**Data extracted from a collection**
###

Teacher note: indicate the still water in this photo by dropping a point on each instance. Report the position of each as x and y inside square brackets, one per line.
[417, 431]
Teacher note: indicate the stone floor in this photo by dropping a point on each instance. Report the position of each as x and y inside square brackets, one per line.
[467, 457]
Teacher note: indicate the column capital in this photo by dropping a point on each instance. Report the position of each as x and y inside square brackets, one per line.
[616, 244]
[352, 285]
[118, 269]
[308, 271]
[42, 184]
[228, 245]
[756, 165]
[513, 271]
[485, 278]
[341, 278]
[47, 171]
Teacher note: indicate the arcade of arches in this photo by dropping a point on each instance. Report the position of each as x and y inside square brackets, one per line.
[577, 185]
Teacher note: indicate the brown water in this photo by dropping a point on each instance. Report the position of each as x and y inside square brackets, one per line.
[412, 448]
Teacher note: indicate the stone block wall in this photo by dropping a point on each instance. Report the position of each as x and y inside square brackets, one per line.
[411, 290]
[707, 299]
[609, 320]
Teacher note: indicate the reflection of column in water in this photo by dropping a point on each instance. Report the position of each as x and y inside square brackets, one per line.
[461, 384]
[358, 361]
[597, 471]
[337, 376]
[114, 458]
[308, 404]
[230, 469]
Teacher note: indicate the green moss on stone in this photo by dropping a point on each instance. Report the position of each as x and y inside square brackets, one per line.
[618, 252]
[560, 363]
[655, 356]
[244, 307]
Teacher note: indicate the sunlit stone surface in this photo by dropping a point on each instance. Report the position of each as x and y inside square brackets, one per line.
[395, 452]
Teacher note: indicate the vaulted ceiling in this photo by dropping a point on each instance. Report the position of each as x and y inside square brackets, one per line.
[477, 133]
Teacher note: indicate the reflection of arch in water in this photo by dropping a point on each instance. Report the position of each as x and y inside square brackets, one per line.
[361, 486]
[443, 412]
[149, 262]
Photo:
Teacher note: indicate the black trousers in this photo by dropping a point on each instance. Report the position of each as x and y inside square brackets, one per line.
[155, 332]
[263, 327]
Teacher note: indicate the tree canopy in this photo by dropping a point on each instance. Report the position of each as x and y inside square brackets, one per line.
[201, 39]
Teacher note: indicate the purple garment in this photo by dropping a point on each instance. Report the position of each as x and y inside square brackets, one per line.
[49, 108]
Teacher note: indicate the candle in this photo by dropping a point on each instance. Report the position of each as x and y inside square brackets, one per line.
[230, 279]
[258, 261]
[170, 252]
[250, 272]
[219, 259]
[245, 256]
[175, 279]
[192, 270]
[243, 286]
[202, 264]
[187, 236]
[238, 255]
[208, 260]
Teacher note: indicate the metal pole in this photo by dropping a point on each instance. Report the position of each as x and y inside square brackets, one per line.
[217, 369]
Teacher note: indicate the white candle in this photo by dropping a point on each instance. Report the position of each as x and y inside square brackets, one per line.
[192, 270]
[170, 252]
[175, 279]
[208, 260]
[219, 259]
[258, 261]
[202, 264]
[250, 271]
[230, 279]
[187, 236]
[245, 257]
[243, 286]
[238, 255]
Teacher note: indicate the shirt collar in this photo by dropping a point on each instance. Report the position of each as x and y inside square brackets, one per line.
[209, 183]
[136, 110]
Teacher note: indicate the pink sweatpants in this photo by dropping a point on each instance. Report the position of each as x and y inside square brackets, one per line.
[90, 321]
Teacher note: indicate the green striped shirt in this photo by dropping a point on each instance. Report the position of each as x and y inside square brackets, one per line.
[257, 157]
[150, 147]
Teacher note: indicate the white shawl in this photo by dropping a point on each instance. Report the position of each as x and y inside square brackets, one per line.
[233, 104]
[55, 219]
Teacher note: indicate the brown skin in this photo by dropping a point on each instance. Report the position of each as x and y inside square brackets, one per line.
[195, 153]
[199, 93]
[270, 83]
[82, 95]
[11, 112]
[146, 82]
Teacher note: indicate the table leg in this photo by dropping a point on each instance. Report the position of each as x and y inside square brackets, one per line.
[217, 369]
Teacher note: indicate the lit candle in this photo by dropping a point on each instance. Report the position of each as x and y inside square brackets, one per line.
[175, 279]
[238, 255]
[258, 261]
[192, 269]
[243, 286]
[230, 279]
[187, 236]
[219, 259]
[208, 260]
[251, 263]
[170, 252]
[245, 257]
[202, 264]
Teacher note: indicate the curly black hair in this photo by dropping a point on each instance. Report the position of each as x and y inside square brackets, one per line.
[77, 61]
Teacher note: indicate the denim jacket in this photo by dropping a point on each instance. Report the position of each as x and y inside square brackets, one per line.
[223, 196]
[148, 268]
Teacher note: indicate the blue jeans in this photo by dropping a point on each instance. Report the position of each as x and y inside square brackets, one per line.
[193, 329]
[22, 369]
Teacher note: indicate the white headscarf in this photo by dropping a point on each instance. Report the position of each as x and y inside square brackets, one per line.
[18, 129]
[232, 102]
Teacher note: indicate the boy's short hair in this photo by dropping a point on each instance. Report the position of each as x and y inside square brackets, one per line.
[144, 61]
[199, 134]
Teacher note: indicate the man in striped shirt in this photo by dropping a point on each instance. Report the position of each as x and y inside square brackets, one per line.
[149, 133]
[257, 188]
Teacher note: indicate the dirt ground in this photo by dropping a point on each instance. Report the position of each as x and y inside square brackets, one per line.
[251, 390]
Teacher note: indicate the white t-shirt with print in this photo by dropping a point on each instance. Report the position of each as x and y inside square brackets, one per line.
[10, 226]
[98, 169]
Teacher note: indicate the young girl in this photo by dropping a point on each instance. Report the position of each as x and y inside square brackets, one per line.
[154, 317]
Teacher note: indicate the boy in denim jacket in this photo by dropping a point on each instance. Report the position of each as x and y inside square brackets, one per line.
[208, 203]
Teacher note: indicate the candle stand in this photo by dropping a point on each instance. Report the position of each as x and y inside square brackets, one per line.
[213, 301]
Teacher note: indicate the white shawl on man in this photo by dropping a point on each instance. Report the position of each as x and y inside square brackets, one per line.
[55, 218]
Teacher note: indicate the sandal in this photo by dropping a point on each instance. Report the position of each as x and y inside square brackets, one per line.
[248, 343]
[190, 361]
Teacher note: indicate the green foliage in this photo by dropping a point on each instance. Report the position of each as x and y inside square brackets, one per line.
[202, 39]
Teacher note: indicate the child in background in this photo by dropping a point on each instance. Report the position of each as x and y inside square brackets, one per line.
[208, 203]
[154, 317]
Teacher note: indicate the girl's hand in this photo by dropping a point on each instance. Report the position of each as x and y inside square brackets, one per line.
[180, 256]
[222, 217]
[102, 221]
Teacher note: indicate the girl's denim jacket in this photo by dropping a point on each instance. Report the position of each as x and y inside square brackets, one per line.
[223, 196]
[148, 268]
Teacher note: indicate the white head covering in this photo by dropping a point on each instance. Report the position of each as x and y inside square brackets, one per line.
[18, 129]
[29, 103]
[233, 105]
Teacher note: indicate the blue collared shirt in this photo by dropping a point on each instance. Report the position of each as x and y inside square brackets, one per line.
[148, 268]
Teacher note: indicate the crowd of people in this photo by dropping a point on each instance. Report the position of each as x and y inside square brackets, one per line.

###

The records above should be copied out again in full, exactly as they appear.

Teacher note: indicate the still water in this photo by dropping a point on each instance. Report the position of each as x and y inside square brackets, one per line.
[417, 431]
Teacher note: indicate the stone floor in this photo by dropping a point on each instance. Report the position of each as x and y inside square brackets, one per line.
[467, 457]
Teacher note: indicate the column capital in this photo by dropping a point on each instance. Report the position of each as x and y inside square brackets, one per line.
[616, 244]
[352, 285]
[118, 269]
[308, 271]
[42, 184]
[228, 245]
[756, 165]
[513, 271]
[485, 278]
[341, 278]
[47, 171]
Teacher note: indicate the arcade of arches in this photo by dropping a point on each instance. Report the position of each as x and y inside square brackets, one per line.
[577, 185]
Teacher note: indicate the brown water in this photo by dropping a point on each instance. Report the position of each as x and y inside square brackets, one per line.
[412, 448]
Teacher note: indicate the stone block wall in this photo by dropping a point on each instance. Report the position of each as x and y inside square brackets, one per line.
[411, 290]
[707, 299]
[609, 320]
Teacher note: indicate the reflection of column in water in this photo by dropping a point on each instance. Report the position of each as x and y inside square brackets, one per line.
[461, 384]
[358, 361]
[597, 471]
[337, 376]
[114, 458]
[308, 404]
[230, 469]
Teacher note: indicate the green moss on stone in this photo by dropping a point on each instance. Report the position of each as x and y inside square brackets, one per line.
[618, 252]
[560, 363]
[655, 356]
[244, 307]
Teacher note: indicate the sunlit stone surface in this photo by dropping a point on each instance. Report the position of each as x and y inside square brackets, one per line.
[395, 452]
Teacher note: indicate the vaulted ceiling in this photo by dropping a point on each instance. Report the position of each as x and y inside square brackets, one per line.
[477, 133]
Teacher note: indicate the reflection of arch in water in this photo by dropping a point on each instance. Report the position of each as x and y inside square brackets, one per line.
[361, 486]
[443, 412]
[149, 262]
Photo:
Teacher note: indicate the black trousers in this photo by dropping a point on each instance. Report the position of each as x and y inside square brackets, one per line.
[155, 332]
[263, 327]
Teacher note: indicate the tree canopy in this photo by dropping a point on each instance. Report the position of each as x and y inside square brackets, one per line.
[201, 39]
Teacher note: indicate the purple garment in this photo by dropping a point on each instance. Report the position of each as x and y inside square brackets, one per line.
[49, 108]
Teacher note: indicate the candle in this photo by dropping a point on each instance. Report the position of each as x and y inside square brackets, one per line.
[230, 279]
[258, 261]
[170, 252]
[250, 272]
[219, 259]
[245, 256]
[175, 279]
[192, 270]
[243, 286]
[202, 264]
[187, 236]
[238, 255]
[208, 260]
Teacher note: indicate the metal pole in this photo by dropping a point on each instance. Report the position of each as x and y inside square brackets, one per line.
[217, 369]
Teacher note: indicate the white candle in this photo by dropping a point on each instance. Report the position of each as x and y inside square brackets, one per line.
[192, 270]
[170, 252]
[175, 279]
[208, 260]
[219, 259]
[258, 261]
[202, 264]
[250, 271]
[230, 279]
[187, 236]
[245, 257]
[243, 286]
[238, 255]
Teacher note: indicate the shirt collar in this photo by dropping a point on each instance. Report the position of each as x and y inside square brackets, one per line.
[209, 183]
[136, 110]
Teacher note: indicate the pink sweatpants in this photo by dropping a point on each instance. Report the position of each as x and y inside square brackets, one per line.
[90, 321]
Teacher note: indicate the green striped shirt in this photo by dropping a point on each instance. Report the position of each as x and y inside square brackets, one per line.
[257, 157]
[150, 147]
Teacher note: indicate the white shawl in this photo by dropping a point on each instance. Report the position of each as x and y inside square brackets, one per line.
[233, 104]
[55, 219]
Teacher note: indicate the brown skin in this photo by dropping a point on each instance. Report the position of each as x and y inside square brackets, one per line.
[195, 153]
[199, 93]
[270, 83]
[82, 95]
[11, 112]
[146, 82]
Teacher note: indicate the table leg in this photo by dropping a point on each instance. Report the position of each as x and y inside square brackets, one per line.
[217, 369]
Teacher note: indicate the lit candle in this photo by dropping a point on each instance. Report the position of each as x and y inside square brackets, one per line.
[175, 279]
[238, 255]
[258, 261]
[192, 269]
[243, 286]
[230, 279]
[187, 236]
[219, 259]
[208, 260]
[251, 263]
[170, 252]
[245, 257]
[202, 264]
Teacher note: indicate the curly black hair in this photo by dropping a point on each instance. Report the position of each as x and y inside square brackets, one per line.
[77, 61]
Teacher note: indicate the denim jacket in this photo by dropping a point on each instance. Report the position of each as x and y inside square brackets, one per line.
[223, 196]
[148, 268]
Teacher note: indicate the blue jeans in this photo by dropping a point on each instance. Report the position of each as x and y inside square brackets, one per line.
[193, 329]
[22, 369]
Teacher note: indicate the white headscarf in this photo by dropping a point on each instance. Report the position of each as x and y inside square brackets, one per line.
[18, 129]
[232, 102]
Teacher note: indicate the boy's short hair in this photo by dropping a point on each instance. Report the position of each as x and y inside square brackets, one per line.
[144, 61]
[199, 134]
Teacher note: indicate the man in striped shirt in this photo by dropping a point on each instance. Report the position of each as x and y inside square brackets, one per line.
[149, 133]
[257, 188]
Teacher note: indicate the dirt ground in this photo by dropping a point on each instance. Report the position of each as x and y inside square brackets, one per line.
[251, 390]
Teacher note: indicate the white t-shirt with print in this photo by dropping a point on each instance. Report the position of each as x and y inside square brackets, one per line.
[10, 226]
[98, 169]
Teacher note: indicate the young girl in this photo by dropping a point on each instance. Report the position of each as x and y inside square brackets, one per line.
[154, 317]
Teacher note: indicate the boy in denim jacket in this photo by dropping a point on each instance. Report the position of each as x and y inside square brackets, one per line.
[208, 203]
Teacher note: indicate the candle stand in this photo by dropping a point on each instance. Report the position of each as x and y inside square brackets, one per line.
[213, 301]
Teacher note: indicate the white shawl on man in this photo by dropping a point on each instance. Report the position of each as x and y inside square brackets, one per line.
[55, 218]
Teacher note: indicate the sandal in this photo by dropping a point on each instance. Report the position of each as x and y inside square brackets, one per line.
[248, 343]
[190, 361]
Teacher note: indicate the green foliage in this photo by dropping a point on each instance. Report the position of each as x and y inside square brackets, one per line.
[202, 39]
Teacher note: indicate the child in background in this photo by dropping a point on each instance. Report the position of each as x and y inside square brackets, one per line.
[208, 203]
[154, 317]
Teacher note: indicate the girl's hand in this photo by dropping a point on each instance. Report the position of each as x and y inside square brackets, one per line.
[180, 256]
[222, 217]
[102, 221]
Teacher note: indicate the girl's denim jacket in this photo by dropping a point on each instance. Report the position of each as x and y inside square brackets, one per line.
[223, 196]
[148, 268]
Teacher note: indicate the white head covering in this photo by dropping a point on each instance. Report the position of each as x and y inside square brackets, one per line.
[18, 129]
[29, 103]
[233, 105]
Teacher note: indicate the blue collared shirt in this photo by dropping a point on each instance. Report the position of each as x and y inside square brackets, one per line.
[148, 268]
Teacher note: indicate the crowd of people in this photo by dropping a point on each instance. Report the position of each as x and y inside square brackets, one per line.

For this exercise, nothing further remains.